Demand and wages for contractors skyrockets

Friday 13 May 2016

It is a good time to be a contractor. The UK workforce is undergoing a massive change, as freelancing and self-employment are becoming more common, and it seems that temporary staff are becoming more valuable. This is supported by the latest Report on Jobs from the Recruitment and Employment Confederation (REC) and Markit.

The most recent incarnation of this report, covering April 2016, has seen sharp increases in both contractor placements and pay, while there has been a slowdown in permanent recruitment. It is thought that this stems from the uncertainty caused by the possibility of Brexit, as well as the implementation of the National Living Wage (NLW).

Kevin Green, chief executive of REC, said: "The UK labour market is going through an unsettled patch, with uncertainty around a possible Brexit and the impact of the National Living Wage changing employer behaviour with a switch from permanent to temporary hiring."

Contractor placements saw a rapid rise in April. Agencies reported that their temporary and contract staff billings increased at the fastest rate in 13 months. Meanwhile, temporary vacancies continue to rise, albeit less swiftly. Still, the contractor vacancy rate increased at a faster pace than it did in March.

This growth was spread out over all the different industries that REC monitors, but the strongest growth was seen among the nursing, medical and care sector. Mr Green said: "The NHS is struggling to fill permanent roles and this is pushing up demand for agency nurses and locum doctors as hospitals try to ensure safe staffing levels."

IT and computing contractors saw a rise in demand, but it was the slowest among all the categories of temporary workers.
————————
→ **ACTION ITEM A**: In the article on contractor demand, which sector saw the strongest growth?
→ **ACTION ITEM B**: Reproduce the article on contractor demand between "Kevin Green, chief" and "did in March.", inclusive.
→ **ACTION ITEM C**: Summarize the article on contractor demand in two sentences.
These lines have no connection to the article on contractor demand.

Lines excerpted from a collection:
————————
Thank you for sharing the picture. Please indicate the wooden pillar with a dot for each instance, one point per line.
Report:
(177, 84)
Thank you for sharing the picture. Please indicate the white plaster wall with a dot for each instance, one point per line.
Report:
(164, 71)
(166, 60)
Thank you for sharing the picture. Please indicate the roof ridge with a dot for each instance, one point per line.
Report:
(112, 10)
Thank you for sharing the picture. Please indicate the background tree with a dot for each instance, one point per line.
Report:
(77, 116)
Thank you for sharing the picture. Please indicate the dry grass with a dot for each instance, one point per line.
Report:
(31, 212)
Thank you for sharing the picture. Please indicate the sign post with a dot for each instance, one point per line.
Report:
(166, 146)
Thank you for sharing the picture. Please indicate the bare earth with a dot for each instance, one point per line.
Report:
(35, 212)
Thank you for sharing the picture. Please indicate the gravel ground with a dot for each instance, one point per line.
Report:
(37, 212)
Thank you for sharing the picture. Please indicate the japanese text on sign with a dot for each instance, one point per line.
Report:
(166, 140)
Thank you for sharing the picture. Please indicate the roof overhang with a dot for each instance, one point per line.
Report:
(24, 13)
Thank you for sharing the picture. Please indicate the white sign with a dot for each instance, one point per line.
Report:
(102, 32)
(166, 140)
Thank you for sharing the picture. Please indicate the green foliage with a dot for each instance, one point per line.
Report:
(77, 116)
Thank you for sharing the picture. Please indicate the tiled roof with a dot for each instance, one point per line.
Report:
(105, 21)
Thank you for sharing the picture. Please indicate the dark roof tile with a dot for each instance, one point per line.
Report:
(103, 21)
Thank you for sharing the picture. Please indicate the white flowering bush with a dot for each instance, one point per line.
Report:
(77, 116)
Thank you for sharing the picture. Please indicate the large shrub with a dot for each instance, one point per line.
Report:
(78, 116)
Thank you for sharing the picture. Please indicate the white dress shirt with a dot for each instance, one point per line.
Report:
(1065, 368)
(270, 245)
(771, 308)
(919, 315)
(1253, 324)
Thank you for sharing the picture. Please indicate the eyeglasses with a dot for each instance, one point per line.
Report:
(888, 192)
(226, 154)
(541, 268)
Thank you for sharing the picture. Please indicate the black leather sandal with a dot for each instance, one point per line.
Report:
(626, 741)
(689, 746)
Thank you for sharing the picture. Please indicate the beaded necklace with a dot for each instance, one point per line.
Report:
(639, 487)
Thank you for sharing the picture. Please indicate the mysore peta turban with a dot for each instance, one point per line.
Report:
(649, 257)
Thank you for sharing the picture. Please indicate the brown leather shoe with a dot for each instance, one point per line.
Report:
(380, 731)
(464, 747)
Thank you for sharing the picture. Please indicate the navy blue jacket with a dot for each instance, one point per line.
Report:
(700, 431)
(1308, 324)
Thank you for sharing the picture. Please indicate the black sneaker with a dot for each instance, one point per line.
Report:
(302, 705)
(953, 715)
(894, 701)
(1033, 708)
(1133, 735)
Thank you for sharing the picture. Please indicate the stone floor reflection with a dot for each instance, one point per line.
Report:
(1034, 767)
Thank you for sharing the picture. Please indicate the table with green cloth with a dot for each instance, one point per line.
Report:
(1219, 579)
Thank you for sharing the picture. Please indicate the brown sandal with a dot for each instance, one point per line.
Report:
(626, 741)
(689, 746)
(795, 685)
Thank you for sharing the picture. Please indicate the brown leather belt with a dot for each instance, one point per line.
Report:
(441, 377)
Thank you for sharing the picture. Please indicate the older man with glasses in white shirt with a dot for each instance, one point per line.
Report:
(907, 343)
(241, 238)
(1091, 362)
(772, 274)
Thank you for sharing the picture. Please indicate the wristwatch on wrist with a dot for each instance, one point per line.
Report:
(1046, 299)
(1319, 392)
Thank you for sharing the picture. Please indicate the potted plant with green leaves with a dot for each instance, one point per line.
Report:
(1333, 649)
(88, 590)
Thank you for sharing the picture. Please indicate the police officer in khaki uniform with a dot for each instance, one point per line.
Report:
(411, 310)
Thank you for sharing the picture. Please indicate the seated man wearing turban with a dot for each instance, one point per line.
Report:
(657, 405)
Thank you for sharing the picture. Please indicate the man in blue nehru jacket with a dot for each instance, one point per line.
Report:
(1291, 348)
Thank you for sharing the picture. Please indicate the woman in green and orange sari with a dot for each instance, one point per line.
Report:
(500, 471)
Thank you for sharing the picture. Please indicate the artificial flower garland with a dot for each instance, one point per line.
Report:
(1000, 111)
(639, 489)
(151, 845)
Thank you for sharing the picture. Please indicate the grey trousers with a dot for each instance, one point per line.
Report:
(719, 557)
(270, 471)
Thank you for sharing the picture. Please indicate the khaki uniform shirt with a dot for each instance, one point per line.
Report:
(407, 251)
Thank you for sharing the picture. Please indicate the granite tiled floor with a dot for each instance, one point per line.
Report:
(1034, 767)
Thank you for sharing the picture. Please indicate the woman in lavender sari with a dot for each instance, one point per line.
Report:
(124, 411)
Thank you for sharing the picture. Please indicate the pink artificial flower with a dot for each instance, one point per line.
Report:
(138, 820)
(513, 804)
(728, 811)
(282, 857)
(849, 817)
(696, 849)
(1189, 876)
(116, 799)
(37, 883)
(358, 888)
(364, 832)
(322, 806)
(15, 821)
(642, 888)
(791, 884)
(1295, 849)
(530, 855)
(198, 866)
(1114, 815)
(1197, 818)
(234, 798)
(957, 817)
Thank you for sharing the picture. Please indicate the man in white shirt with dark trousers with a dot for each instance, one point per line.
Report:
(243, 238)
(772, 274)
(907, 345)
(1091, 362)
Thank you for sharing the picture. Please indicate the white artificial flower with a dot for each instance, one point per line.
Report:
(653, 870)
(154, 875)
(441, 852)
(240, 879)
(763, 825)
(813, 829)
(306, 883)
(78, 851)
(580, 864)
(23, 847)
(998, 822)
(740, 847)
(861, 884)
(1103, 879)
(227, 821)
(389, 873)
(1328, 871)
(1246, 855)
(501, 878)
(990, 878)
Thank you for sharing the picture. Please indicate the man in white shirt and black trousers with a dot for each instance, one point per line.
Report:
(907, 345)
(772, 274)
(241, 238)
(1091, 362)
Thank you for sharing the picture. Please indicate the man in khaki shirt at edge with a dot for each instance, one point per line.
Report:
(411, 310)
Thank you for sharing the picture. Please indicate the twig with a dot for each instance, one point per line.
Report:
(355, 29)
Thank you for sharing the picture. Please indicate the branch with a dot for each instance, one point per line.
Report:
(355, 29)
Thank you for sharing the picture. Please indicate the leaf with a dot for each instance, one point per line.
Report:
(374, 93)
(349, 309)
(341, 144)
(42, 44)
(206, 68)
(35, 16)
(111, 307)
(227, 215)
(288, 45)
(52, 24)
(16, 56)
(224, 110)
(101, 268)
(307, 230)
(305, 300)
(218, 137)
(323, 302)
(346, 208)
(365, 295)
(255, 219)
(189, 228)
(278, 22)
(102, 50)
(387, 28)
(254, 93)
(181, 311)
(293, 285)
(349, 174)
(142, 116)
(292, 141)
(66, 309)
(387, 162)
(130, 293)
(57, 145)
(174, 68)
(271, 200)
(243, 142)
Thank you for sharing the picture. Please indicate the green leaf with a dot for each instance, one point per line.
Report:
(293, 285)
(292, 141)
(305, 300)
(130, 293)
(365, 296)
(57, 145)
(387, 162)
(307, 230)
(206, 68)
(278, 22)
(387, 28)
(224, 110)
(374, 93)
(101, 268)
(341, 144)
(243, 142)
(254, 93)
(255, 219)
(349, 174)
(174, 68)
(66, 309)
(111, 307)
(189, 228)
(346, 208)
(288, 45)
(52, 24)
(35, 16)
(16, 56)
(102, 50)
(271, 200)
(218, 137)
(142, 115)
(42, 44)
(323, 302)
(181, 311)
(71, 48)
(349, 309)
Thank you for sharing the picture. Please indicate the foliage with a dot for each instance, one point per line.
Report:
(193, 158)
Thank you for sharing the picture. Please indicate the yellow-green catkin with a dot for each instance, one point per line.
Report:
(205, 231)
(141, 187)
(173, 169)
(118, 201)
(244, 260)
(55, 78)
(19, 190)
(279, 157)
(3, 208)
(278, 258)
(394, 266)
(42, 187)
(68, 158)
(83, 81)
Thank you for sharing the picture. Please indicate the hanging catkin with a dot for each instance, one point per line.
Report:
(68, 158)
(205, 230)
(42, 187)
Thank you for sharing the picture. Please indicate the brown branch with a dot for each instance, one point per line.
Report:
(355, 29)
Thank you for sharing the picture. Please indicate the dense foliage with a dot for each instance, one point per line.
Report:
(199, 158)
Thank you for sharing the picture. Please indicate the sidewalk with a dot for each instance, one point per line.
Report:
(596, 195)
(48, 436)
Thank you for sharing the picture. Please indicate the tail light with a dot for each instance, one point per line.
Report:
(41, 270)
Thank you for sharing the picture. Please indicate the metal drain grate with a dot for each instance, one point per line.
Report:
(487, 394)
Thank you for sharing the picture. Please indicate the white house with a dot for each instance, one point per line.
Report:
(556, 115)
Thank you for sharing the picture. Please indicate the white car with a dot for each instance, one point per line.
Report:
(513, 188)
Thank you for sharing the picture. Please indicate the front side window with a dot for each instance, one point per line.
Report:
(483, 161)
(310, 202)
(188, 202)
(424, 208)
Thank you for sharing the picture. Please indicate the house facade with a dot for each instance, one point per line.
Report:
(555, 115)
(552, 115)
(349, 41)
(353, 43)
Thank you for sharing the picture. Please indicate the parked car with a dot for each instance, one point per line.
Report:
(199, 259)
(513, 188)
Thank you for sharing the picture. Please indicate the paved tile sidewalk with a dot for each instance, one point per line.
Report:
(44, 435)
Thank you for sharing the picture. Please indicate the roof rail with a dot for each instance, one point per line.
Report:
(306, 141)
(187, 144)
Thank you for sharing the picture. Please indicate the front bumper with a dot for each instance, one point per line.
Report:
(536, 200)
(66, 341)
————————
→ **WRITTEN SOLUTION A**: The nursing, medical and care sector.

→ **WRITTEN SOLUTION B**:
Kevin Green, chief executive of REC, said: "The UK labour market is going through an unsettled patch, with uncertainty around a possible Brexit and the impact of the National Living Wage changing employer behaviour with a switch from permanent to temporary hiring."

Contractor placements saw a rapid rise in April. Agencies reported that their temporary and contract staff billings increased at the fastest rate in 13 months. Meanwhile, temporary vacancies continue to rise, albeit less swiftly. Still, the contractor vacancy rate increased at a faster pace than it did in March.

→ **WRITTEN SOLUTION C**: The April 2016 Report on Jobs from REC and Markit showed sharp increases in contractor placements and pay and a slowdown in permanent recruitment, a shift thought to stem from Brexit uncertainty and the National Living Wage. Growth spread across every industry REC monitors, with the strongest in the nursing, medical and care sector and the slowest among IT and computing contractors.